With the string "below" as the filter, copy each matching line from the records.

[Records drawn from a dataset]
※

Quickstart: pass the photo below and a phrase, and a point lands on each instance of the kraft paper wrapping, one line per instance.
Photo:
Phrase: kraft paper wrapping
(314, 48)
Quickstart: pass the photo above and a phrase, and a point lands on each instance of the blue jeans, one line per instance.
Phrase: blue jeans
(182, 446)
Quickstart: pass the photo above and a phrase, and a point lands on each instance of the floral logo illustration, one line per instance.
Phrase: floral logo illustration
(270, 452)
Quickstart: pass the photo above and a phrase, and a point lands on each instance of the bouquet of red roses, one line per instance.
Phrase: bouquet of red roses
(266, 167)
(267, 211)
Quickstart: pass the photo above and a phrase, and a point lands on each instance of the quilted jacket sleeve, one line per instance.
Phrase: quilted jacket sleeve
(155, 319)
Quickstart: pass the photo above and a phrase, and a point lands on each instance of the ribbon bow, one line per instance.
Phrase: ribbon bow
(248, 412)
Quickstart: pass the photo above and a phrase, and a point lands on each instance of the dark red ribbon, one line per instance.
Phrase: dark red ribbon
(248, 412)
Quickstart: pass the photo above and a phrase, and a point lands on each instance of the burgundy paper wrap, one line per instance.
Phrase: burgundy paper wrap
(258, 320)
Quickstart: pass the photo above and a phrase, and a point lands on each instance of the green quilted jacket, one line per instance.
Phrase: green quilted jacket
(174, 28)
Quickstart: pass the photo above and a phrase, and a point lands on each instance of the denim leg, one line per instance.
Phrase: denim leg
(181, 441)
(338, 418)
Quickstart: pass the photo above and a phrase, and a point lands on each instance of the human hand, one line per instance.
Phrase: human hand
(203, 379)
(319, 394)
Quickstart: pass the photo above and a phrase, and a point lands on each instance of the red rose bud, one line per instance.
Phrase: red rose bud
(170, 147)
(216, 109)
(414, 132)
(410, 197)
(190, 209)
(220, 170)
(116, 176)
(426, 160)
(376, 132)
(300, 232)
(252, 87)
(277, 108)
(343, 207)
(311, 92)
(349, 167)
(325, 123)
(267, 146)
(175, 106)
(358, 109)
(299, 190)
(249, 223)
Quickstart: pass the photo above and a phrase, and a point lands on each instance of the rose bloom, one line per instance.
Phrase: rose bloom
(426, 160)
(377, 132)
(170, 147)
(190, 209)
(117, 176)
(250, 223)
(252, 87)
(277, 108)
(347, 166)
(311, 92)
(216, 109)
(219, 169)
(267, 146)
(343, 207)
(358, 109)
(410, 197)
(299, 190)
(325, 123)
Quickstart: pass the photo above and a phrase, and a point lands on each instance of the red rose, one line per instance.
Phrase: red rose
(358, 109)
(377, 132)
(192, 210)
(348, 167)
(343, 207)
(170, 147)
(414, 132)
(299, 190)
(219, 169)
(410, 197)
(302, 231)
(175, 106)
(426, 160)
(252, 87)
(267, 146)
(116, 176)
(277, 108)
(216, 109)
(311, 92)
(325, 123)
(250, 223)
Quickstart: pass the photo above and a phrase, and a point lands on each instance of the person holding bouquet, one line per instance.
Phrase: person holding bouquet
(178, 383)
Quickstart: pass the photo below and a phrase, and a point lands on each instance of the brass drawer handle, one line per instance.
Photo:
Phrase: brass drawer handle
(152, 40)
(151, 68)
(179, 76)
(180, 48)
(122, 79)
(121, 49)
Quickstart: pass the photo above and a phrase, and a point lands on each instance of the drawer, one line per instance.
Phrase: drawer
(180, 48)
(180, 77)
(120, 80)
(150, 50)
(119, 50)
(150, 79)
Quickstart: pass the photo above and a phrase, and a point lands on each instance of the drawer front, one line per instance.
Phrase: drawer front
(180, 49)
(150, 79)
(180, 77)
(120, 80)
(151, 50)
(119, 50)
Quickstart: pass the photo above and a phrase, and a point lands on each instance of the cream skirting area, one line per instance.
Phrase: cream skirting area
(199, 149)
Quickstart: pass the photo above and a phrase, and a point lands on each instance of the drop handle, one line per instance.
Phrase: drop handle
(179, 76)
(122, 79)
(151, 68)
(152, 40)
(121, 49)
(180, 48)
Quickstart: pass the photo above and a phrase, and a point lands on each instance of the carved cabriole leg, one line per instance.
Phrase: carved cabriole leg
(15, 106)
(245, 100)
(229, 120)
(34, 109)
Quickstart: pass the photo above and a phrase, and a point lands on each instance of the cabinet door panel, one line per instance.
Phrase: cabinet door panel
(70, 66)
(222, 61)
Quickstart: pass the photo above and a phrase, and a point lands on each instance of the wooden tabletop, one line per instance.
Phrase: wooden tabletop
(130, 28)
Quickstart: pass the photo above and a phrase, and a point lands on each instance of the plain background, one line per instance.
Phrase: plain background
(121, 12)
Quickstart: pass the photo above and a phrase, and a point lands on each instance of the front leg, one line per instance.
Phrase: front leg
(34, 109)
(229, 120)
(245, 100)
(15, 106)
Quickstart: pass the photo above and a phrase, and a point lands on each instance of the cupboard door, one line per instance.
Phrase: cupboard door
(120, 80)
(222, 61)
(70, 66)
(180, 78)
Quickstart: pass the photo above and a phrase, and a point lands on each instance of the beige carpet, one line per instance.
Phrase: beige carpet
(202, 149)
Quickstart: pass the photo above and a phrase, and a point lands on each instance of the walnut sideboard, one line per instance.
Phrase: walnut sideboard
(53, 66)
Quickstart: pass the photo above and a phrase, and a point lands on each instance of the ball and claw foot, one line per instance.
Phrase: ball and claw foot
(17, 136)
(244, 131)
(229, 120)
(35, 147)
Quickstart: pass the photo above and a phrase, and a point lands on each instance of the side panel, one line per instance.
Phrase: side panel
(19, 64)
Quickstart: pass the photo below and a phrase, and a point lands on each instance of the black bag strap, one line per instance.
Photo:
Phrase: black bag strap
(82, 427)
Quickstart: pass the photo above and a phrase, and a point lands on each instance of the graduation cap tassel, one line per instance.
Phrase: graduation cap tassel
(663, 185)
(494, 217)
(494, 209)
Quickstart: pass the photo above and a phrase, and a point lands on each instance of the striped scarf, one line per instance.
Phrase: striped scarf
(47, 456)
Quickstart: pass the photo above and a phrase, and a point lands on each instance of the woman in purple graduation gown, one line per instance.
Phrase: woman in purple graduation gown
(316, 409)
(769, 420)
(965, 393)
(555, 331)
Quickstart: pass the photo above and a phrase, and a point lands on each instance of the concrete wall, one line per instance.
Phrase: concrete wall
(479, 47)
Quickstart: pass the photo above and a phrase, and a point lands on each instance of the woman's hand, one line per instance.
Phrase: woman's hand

※

_COMPLETED TASK:_
Quickstart: pass the photo below and a phrase, and a point lands on each instance of the kraft paper wrapping, one line per instance.
Quickstart: pass the photo below and a phrase, and a point lands on each instance of the brass drawer handle, one line per instance.
Quickstart: pass the photo below and a phrase, and a point lands on each instance of the black bag strap, one line per instance.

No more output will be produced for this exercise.